Can you copy everything in the fish kill article from "In the past, heavy" down to "concern on Tuesday.", word for word?

GIVEN TEXT:
* * * * * * * * *

Fish kill investigated in P.E.I.
P.E.I. environment officials are investigating a kill of what may be thousands of fish in the Montrose River on the western end of the Island.
Rosanne MacFarlane, freshwater fisheries biologist for the province, told CBC News on Wednesday a section of the stream just under two kilometres in length was affected, on the east branch of the Montrose River upstream from Marchbank Pond. The river runs into the Kildare River, which runs into the Gulf of St. Lawrence south of Tignish.
The kill was reported by the local watershed management group Tuesday, but could be related to Sunday's heavy rains.
"The fish are starting to decompose. They've been dead for a couple of days at least, and so it's getting harder to pick them up," MacFarlane said.
In the past, heavy rains on P.E.I. have caused run-off from agricultural land into streams, leading to fish kills. MacFarlane said that possibility is being investigated, but it is too early to name the cause.
"We would just be speculating at this point," she said. "This is an active investigation."
More than 40 millimetres of rain fell in some parts of West Prince on Sunday.
MacFarlane said officials followed a trail of dead fish to a point of concern on Tuesday.
"In any fish kill investigation, you follow the dead fish to a point where you see live fish again, and you consider that to be a possible point of entry for something that may have killed the fish," she said.
Samples of fish, water, foliage and sediment were taken at that point for further tests.

* * * * * * * * *

[Lines excerpted from a collection]
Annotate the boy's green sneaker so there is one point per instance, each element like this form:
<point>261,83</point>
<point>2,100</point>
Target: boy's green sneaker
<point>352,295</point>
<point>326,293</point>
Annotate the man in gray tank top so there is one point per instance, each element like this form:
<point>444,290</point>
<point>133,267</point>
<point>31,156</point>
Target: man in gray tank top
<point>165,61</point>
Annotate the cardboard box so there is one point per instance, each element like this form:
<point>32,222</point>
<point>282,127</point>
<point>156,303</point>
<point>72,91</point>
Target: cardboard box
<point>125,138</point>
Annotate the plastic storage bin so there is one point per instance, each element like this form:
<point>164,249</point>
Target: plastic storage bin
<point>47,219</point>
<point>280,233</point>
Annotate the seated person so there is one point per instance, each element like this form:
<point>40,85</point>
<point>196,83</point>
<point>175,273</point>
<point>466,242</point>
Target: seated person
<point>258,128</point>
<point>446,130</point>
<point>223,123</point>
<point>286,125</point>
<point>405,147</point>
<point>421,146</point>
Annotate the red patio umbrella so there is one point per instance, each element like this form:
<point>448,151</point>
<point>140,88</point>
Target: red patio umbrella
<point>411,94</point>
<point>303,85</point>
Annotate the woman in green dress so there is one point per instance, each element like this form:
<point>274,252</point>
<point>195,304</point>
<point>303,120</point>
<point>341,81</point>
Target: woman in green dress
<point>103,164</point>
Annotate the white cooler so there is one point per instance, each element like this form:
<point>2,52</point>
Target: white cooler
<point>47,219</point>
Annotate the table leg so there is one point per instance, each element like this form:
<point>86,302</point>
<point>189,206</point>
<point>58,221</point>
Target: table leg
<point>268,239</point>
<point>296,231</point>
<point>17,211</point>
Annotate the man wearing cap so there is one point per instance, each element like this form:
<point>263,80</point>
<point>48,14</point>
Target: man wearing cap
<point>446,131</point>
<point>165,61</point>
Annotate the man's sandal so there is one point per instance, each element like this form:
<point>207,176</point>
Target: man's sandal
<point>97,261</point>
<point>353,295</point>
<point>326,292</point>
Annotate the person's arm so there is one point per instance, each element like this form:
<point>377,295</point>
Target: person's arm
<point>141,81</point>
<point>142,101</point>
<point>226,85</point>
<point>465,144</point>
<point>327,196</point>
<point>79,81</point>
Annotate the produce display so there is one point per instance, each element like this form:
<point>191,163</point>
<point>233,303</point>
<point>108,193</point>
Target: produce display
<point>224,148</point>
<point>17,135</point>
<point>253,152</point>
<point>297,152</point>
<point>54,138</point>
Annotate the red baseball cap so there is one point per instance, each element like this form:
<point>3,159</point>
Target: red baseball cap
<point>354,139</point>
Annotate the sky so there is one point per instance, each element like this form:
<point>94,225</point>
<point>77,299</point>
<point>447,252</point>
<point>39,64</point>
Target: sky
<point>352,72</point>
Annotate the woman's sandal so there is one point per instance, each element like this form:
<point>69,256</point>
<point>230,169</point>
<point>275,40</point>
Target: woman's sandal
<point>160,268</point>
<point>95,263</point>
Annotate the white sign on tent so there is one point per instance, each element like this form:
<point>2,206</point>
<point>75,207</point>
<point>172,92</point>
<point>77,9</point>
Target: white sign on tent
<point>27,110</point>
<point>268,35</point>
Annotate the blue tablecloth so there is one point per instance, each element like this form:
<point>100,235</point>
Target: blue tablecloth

* * * * * * * * *

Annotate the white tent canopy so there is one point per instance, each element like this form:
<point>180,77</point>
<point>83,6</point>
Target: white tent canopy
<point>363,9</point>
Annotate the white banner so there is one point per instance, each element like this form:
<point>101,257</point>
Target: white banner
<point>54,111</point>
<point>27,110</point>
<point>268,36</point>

* * * * * * * * *

WRITTEN RESPONSE:
In the past, heavy rains on P.E.I. have caused run-off from agricultural land into streams, leading to fish kills. MacFarlane said that possibility is being investigated, but it is too early to name the cause.
"We would just be speculating at this point," she said. "This is an active investigation."
More than 40 millimetres of rain fell in some parts of West Prince on Sunday.
MacFarlane said officials followed a trail of dead fish to a point of concern on Tuesday.